■ **EXERCISE**: Please quote the passage on electricity market volatility in full, word for word.

■ **TEXT PROVIDED**:
[Start of section]

The last decades, energy markets have been liberalized starting from the fuel markets and continued with electricity markets in mid – 1990s. The distinction between energy markets is a necessity in order to facilitate research and decision making. The energy markets are categorized in three market groups: the fuel market (oil, gas, coal etc.), the electricity market and the market of emissions and insurances for sudden outages. Nowadays, electricity is exchanged in competitive markets, like other commodities, abandoning the regulated market structure. Nevertheless, electricity could be described as an unusual commodity, in a sense that, it is a non-storable product and the demand must be covered immediately. Hence, electricity is characterized as a “flow commodity” with limited storage and transportation.

Concerning the calculation of electricity prices, there are some other features, like temperature and weather conditions, season and day duration, unpredictable outages and grid congestion which accelerates the randomness of the process. The scientific community believes that, not only these features are responsible for the phenomenon of high volatility in electricity prices but also there is another opinion that fossil fuels can affect electricity prices through CO2 emissions, as well. It is based in the environmental policies of low – carbon technologies, which introduce further uncertainty in energy markets. These uncertainties in correlation with some random movements of carbon credits and fossil fuels’ prices are factors that increase the already high volatility in electricity prices. To analyze, the cost of generating electricity is sensitive to fossil fuels’ prices and fuels’ costs. To be more precise, coal plants affect electricity generation more than 35%. In other words, fossil fuels’ market prices affect electricity prices in a sense that the unpredictable prices in fossil fuels and their variability make electricity prices highly volatile (Mari, 2014). As a ramification, the forecast of the price are quite difficult and uncertain; the researchers don’t know in which extend volatility is spanned. Nonetheless, a solution was proposed in order to hedge and control the high volatility. Nuclear power is a carbon – free technology, thus, volatility becomes more sustainable and more predictable because it offers a possibility of risk hedging (Mari, 2014).

[End of section]

■ **GIVEN MATERIAL**:
[Start of section]

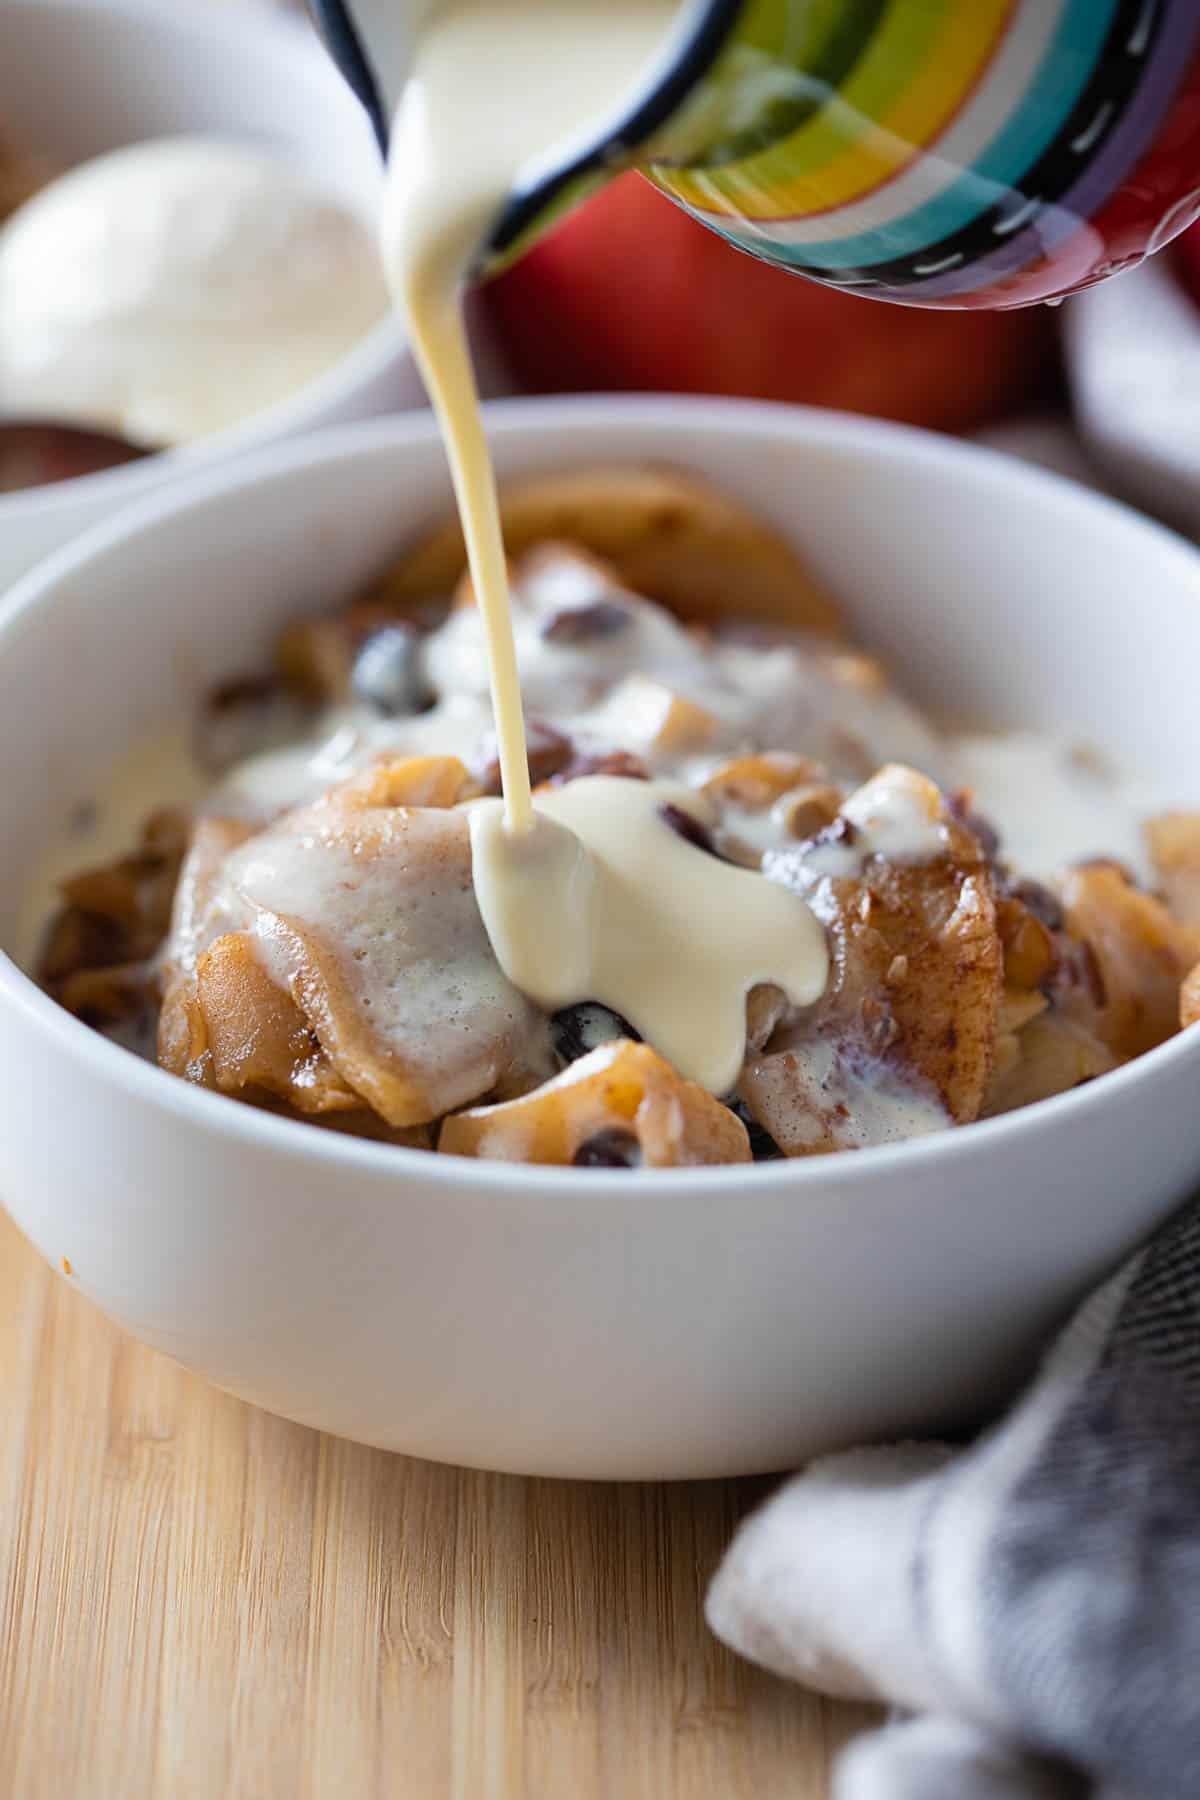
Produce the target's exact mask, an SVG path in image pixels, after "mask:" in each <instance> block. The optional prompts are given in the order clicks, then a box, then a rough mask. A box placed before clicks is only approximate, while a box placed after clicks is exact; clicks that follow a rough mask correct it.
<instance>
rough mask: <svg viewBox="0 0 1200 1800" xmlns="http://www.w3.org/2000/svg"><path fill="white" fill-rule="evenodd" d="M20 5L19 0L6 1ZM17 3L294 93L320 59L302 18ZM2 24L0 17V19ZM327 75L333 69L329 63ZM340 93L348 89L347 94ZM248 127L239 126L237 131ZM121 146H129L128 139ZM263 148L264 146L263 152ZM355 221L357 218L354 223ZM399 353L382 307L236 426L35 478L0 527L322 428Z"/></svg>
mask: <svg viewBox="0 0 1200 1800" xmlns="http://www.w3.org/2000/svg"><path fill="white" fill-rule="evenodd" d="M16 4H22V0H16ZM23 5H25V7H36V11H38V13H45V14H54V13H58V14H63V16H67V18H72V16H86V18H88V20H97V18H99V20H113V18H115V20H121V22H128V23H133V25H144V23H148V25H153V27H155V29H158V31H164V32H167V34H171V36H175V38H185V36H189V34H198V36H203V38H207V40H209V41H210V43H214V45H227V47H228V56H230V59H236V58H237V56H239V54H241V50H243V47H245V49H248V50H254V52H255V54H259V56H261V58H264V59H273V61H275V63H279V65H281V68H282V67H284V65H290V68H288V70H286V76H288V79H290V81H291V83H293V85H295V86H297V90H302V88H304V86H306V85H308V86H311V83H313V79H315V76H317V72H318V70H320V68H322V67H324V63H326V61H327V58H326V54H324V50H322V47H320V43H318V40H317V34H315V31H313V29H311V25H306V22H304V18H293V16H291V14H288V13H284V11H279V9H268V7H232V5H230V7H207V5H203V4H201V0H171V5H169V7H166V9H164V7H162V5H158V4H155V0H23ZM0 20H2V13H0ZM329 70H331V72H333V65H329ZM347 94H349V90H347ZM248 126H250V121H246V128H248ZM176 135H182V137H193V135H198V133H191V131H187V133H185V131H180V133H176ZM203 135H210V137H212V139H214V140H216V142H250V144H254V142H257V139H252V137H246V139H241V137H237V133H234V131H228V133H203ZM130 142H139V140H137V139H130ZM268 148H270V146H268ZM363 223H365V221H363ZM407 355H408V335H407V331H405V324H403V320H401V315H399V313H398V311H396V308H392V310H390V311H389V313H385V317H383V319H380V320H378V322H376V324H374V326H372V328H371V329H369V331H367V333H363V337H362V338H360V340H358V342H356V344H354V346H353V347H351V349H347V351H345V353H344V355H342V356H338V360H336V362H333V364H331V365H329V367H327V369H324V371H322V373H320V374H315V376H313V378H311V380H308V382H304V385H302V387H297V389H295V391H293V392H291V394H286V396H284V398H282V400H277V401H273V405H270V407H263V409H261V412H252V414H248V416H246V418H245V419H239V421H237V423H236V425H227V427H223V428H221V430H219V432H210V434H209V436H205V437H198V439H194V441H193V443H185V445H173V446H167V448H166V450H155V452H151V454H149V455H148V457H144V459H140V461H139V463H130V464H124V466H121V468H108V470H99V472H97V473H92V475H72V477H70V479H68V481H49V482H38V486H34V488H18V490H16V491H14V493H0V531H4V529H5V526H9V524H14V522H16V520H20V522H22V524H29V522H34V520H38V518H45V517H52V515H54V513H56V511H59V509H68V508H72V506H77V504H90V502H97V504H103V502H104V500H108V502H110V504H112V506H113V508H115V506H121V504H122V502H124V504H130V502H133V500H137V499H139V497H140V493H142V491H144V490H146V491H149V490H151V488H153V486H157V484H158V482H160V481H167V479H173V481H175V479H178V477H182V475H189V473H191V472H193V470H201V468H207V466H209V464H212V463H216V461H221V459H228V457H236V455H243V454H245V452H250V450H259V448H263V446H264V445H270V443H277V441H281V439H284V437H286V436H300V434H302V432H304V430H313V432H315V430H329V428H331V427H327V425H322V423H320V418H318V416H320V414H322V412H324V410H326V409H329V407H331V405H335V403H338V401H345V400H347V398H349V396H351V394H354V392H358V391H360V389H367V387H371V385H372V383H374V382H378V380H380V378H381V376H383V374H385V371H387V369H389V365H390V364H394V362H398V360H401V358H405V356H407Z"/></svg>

[End of section]

■ **SOLUTION TO THIS PROBLEM**:
The last decades, energy markets have been liberalized starting from the fuel markets and continued with electricity markets in mid – 1990s. The distinction between energy markets is a necessity in order to facilitate research and decision making. The energy markets are categorized in three market groups: the fuel market (oil, gas, coal etc.), the electricity market and the market of emissions and insurances for sudden outages. Nowadays, electricity is exchanged in competitive markets, like other commodities, abandoning the regulated market structure. Nevertheless, electricity could be described as an unusual commodity, in a sense that, it is a non-storable product and the demand must be covered immediately. Hence, electricity is characterized as a “flow commodity” with limited storage and transportation.

Concerning the calculation of electricity prices, there are some other features, like temperature and weather conditions, season and day duration, unpredictable outages and grid congestion which accelerates the randomness of the process. The scientific community believes that, not only these features are responsible for the phenomenon of high volatility in electricity prices but also there is another opinion that fossil fuels can affect electricity prices through CO2 emissions, as well. It is based in the environmental policies of low – carbon technologies, which introduce further uncertainty in energy markets. These uncertainties in correlation with some random movements of carbon credits and fossil fuels’ prices are factors that increase the already high volatility in electricity prices. To analyze, the cost of generating electricity is sensitive to fossil fuels’ prices and fuels’ costs. To be more precise, coal plants affect electricity generation more than 35%. In other words, fossil fuels’ market prices affect electricity prices in a sense that the unpredictable prices in fossil fuels and their variability make electricity prices highly volatile (Mari, 2014). As a ramification, the forecast of the price are quite difficult and uncertain; the researchers don’t know in which extend volatility is spanned. Nonetheless, a solution was proposed in order to hedge and control the high volatility. Nuclear power is a carbon – free technology, thus, volatility becomes more sustainable and more predictable because it offers a possibility of risk hedging (Mari, 2014).